THINGS TO DO>
A: Based on the interview with Brad Fraser, do the following statements agree with it? (i) Fraser spent a week on the set of Love and Human Remains. (ii) Leaving Metropolis had a larger budget than Love and Human Remains. (iii) Fraser's first applications for funding to film the play were successful. For each, answer yes or no and quote the words of the interview that decide it.
B: Write what comes next in the interview with Brad Fraser, picking up after its final sentence.

┌─ SOURCE

The play's the thing: Brad Fraser discusses the perils and delights of directing Leaving Metropolis, the screen version of his hit play Poor Super Man.
What led to you directing this as a movie?
When the play opened and did quite well, there were people who were interested in making it into a movie, but after my experience with Love and Human Remains, I thought that this is the one play I want to hang onto and try to do my way. I wanted to try and capture some of what I do in the theatre. In fact, what had originally been the plan was a fast, cheap rendition of the play on film, as it had been written.
Sort of like one of Altman's stage-to-screen experiments such as Come Back to the Five and Dime, Jimmy Dean, Jimmy Dean?
Yes. I started to check into that and applied for some funding from various places but didn't get it. I wrote a couple of versions on spec to send around to people. Then in 1998, I was approached by someone from Reel Time Films about another project and I mentioned that I was very interested in doing a film version of Poor Super Man. They were very familiar with my work and said, "We'd love to be involved." So I said, "Why not produce?" and they bit. I wrote another version of the script and then it became much more filmic, so I made it less like a play and more like a movie.
What did you learn from your experience on Love and Human Remains, Denys Arcand's adaptation of your play?
I learned so many things. I was on the set for a week of that movie. Denys was very careful to explain to me what he was doing and why he was doing it and I spent a lot of time with the script supervisor and the editor. I got a really strong sense of how a film set should run--from one of the masters. It was really a positive experience for a beginning director. To watch him work was just stunning. The negative thing I learned was that I didn't really like the pacing of the movie and I thought the handling of the dialogue was really off. I felt some of the adaptation veered too much away from the play, which was my fault. I mean, I was encouraged to do that, and I chose to do it and say nothing. So I wanted to take the great stuff I learned from working with Mr. Arcand and double it with the dissatisfaction I felt from other aspects of the film. The real learning curve came with $1.3 million in 2001--our budget for Leaving Metropolis--as opposed to $6 million for Love and Human Remains in 1994. That's quite a difference. But I don't ever want it to feel like I'm dissing Denys. I'm not. I think he's a fabulous director. I think it was just a combination of the wrong scriptwriter and the wrong director, as much as we got along and were very compatible. I think I was a little too in awe of him and he was a little too in awe of the material.

└─
┌─ ITEMS

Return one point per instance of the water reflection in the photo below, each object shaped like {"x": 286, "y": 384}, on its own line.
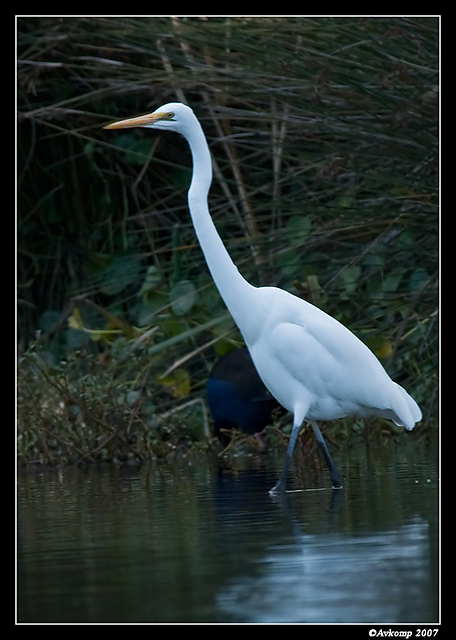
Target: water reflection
{"x": 193, "y": 543}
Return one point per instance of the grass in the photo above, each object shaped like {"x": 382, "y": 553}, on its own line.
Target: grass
{"x": 324, "y": 134}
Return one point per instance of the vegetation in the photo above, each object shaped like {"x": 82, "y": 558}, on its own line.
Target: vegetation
{"x": 324, "y": 134}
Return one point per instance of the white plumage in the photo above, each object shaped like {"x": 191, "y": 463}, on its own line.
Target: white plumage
{"x": 313, "y": 365}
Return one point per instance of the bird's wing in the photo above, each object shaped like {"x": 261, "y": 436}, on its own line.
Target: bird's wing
{"x": 329, "y": 360}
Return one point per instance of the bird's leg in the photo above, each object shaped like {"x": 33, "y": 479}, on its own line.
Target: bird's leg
{"x": 280, "y": 486}
{"x": 335, "y": 477}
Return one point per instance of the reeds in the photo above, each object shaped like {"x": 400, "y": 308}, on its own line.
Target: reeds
{"x": 324, "y": 136}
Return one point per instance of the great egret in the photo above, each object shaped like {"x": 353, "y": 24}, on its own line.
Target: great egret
{"x": 313, "y": 365}
{"x": 237, "y": 397}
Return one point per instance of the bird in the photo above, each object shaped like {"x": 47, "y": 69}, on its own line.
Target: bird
{"x": 237, "y": 398}
{"x": 312, "y": 364}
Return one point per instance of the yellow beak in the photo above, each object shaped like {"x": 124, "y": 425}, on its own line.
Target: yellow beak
{"x": 139, "y": 121}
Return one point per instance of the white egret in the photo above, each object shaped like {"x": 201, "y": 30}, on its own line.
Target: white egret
{"x": 313, "y": 365}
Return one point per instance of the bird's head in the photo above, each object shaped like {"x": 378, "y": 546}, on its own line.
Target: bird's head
{"x": 173, "y": 116}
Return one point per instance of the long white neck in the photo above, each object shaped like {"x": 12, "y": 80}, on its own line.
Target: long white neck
{"x": 236, "y": 292}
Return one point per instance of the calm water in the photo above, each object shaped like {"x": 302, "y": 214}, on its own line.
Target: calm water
{"x": 192, "y": 543}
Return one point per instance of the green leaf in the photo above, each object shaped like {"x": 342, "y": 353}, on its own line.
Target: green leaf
{"x": 418, "y": 278}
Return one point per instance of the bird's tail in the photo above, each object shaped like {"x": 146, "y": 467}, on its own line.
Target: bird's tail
{"x": 406, "y": 410}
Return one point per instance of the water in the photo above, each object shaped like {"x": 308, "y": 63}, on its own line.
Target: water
{"x": 192, "y": 543}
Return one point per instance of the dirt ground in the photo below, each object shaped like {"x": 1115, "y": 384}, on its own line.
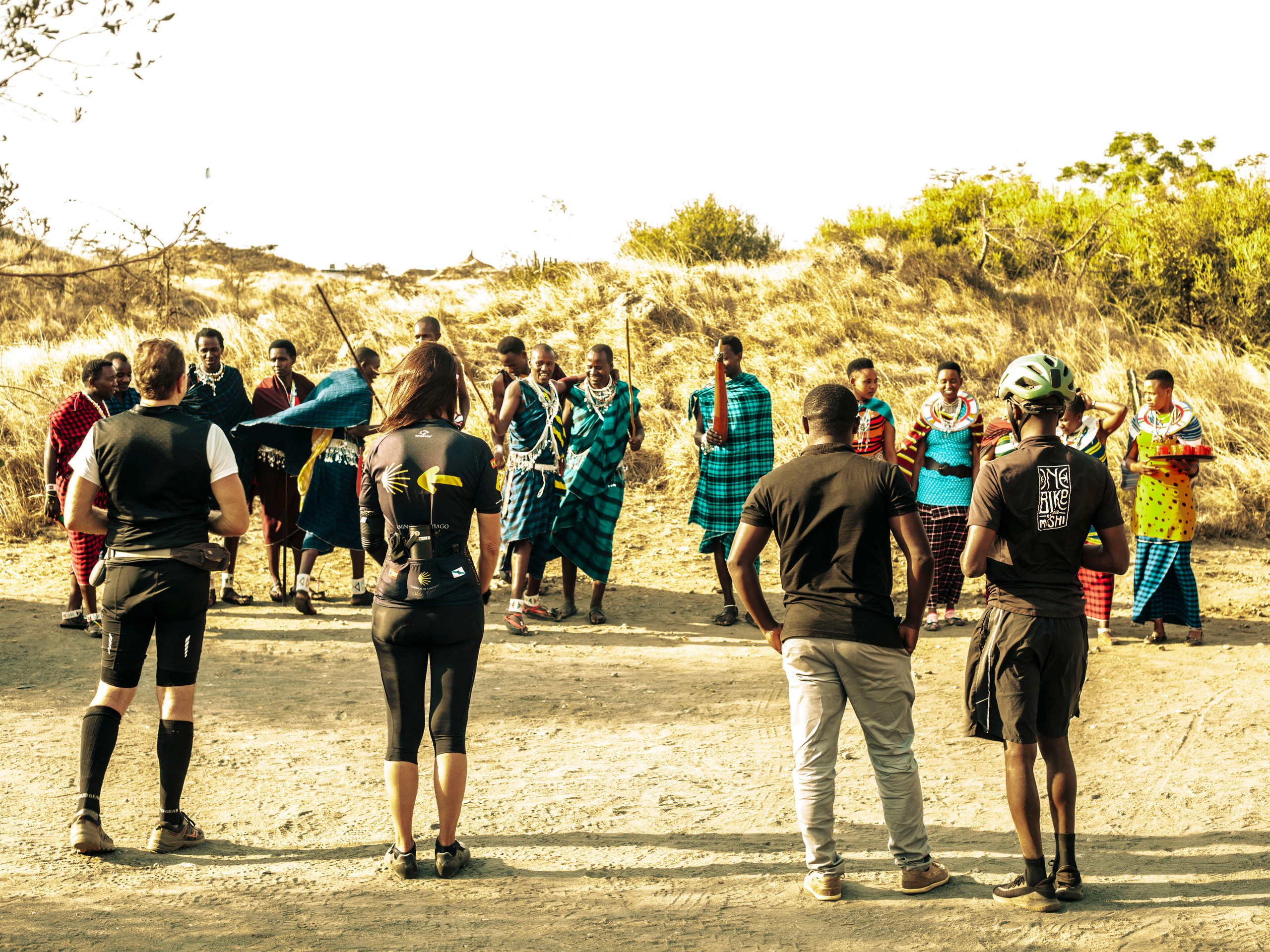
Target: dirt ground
{"x": 629, "y": 783}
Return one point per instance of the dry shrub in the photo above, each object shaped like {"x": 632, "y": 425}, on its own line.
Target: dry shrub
{"x": 802, "y": 319}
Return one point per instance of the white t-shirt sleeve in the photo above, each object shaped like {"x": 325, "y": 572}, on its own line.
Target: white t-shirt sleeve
{"x": 220, "y": 455}
{"x": 84, "y": 463}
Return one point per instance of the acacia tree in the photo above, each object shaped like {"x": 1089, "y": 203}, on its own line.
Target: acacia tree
{"x": 46, "y": 46}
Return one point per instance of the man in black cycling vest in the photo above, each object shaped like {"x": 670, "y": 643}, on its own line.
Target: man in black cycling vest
{"x": 159, "y": 468}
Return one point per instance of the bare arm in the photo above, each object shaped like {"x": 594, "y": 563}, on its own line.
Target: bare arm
{"x": 465, "y": 402}
{"x": 919, "y": 459}
{"x": 1112, "y": 556}
{"x": 1117, "y": 413}
{"x": 491, "y": 540}
{"x": 501, "y": 420}
{"x": 53, "y": 509}
{"x": 639, "y": 433}
{"x": 80, "y": 515}
{"x": 746, "y": 546}
{"x": 911, "y": 537}
{"x": 974, "y": 559}
{"x": 233, "y": 518}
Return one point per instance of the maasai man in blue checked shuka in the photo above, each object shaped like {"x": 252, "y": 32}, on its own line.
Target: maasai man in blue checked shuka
{"x": 324, "y": 436}
{"x": 597, "y": 422}
{"x": 731, "y": 466}
{"x": 532, "y": 486}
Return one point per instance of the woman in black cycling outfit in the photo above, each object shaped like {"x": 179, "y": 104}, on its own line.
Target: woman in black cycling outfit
{"x": 421, "y": 484}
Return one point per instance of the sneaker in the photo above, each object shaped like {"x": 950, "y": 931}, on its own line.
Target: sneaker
{"x": 404, "y": 866}
{"x": 88, "y": 835}
{"x": 450, "y": 864}
{"x": 924, "y": 880}
{"x": 74, "y": 620}
{"x": 1067, "y": 883}
{"x": 826, "y": 888}
{"x": 168, "y": 838}
{"x": 1035, "y": 899}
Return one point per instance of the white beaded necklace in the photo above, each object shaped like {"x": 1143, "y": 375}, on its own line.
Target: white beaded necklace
{"x": 205, "y": 377}
{"x": 600, "y": 399}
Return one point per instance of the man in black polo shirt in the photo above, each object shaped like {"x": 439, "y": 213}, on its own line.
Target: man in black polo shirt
{"x": 1029, "y": 521}
{"x": 159, "y": 468}
{"x": 833, "y": 515}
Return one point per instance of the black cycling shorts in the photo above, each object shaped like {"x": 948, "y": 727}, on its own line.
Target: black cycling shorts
{"x": 166, "y": 599}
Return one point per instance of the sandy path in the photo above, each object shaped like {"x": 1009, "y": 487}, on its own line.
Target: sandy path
{"x": 629, "y": 789}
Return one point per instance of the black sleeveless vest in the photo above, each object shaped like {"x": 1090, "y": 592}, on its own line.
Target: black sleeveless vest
{"x": 153, "y": 461}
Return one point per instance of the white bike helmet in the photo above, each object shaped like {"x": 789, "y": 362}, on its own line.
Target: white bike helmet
{"x": 1033, "y": 379}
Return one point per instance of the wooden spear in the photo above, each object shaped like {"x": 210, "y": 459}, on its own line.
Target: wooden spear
{"x": 351, "y": 351}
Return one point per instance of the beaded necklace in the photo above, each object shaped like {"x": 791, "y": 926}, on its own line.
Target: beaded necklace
{"x": 205, "y": 377}
{"x": 600, "y": 400}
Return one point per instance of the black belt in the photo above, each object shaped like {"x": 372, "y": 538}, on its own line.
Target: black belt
{"x": 945, "y": 470}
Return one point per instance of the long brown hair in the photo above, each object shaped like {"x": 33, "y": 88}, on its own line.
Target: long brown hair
{"x": 425, "y": 388}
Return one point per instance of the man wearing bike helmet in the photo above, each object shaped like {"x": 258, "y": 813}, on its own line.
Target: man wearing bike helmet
{"x": 1029, "y": 518}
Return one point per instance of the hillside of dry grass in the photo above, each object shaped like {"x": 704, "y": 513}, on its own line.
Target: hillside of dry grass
{"x": 802, "y": 319}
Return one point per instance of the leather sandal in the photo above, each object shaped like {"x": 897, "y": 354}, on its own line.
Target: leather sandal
{"x": 233, "y": 598}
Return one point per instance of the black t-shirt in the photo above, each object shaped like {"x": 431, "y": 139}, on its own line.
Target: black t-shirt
{"x": 829, "y": 511}
{"x": 1042, "y": 500}
{"x": 465, "y": 481}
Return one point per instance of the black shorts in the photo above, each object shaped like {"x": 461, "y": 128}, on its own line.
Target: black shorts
{"x": 166, "y": 599}
{"x": 1024, "y": 676}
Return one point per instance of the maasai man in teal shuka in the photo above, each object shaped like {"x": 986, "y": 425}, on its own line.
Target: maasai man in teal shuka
{"x": 731, "y": 465}
{"x": 599, "y": 422}
{"x": 531, "y": 414}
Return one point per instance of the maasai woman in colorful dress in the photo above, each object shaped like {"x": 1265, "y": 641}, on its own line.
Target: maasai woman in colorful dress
{"x": 1089, "y": 434}
{"x": 942, "y": 457}
{"x": 1164, "y": 582}
{"x": 876, "y": 429}
{"x": 599, "y": 425}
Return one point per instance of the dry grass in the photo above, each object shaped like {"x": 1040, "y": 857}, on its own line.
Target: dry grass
{"x": 802, "y": 320}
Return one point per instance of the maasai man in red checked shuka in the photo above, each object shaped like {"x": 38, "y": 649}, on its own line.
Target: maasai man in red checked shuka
{"x": 67, "y": 425}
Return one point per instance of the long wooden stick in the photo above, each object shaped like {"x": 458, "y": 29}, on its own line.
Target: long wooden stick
{"x": 631, "y": 376}
{"x": 351, "y": 351}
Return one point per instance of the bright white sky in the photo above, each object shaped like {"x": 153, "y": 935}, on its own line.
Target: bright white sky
{"x": 411, "y": 132}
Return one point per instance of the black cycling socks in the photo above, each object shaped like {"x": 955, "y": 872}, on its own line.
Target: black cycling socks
{"x": 175, "y": 744}
{"x": 1034, "y": 870}
{"x": 1066, "y": 844}
{"x": 98, "y": 733}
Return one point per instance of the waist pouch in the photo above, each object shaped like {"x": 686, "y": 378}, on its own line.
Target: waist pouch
{"x": 450, "y": 578}
{"x": 947, "y": 470}
{"x": 207, "y": 556}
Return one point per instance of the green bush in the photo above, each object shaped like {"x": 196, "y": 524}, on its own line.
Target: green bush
{"x": 1160, "y": 237}
{"x": 702, "y": 232}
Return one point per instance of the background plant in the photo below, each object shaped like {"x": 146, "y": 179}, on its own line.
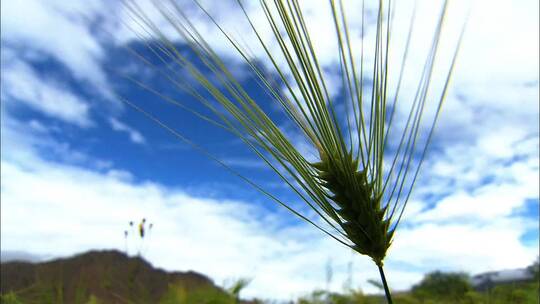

└─

EXPECTED RESULTS>
A:
(i) Yes: "I was on the set for a week of that movie."
(ii) No: "$1.3 million in 2001--our budget for Leaving Metropolis--as opposed to $6 million for Love and Human Remains in 1994."
(iii) No: "applied for some funding from various places but didn't get it."

B:
What was the biggest challenge in terms of this adaptation?
The toughest part was taking a very talky play and making it cinematic, while not being afraid to allow it to be talky. I felt I wanted the characters to speak. I didn't want to change a lot of the dialogue or drop a lot of the dialogue. These are bright, intelligent characters and they speak a lot. The final month I had before I went to Winnipeg [Leaving Metropolis was shot in Manitoba], I drew the entire film as a comic book. This wasn't a storyboard, I just wanted to draw it to see what it looked like. It gave me a really strong sense of where we were cutting and what we were doing. The art director and the director of photography and the set designer, they got a very clear idea of what I was thinking. It gave them a very good jumping off point, so when we started shooting, we'd already been through the movie and people knew where I was coming from. We had a very well-thought-out shot list before we got to the set.
Sounds a bit like Alfred Hitchcock, who meticulously storyboarded everything--before, beginning and during production.
Yes. And don't forget I'd also directed the stage play five times, so I knew who these people were.
Was casting difficult for this movie?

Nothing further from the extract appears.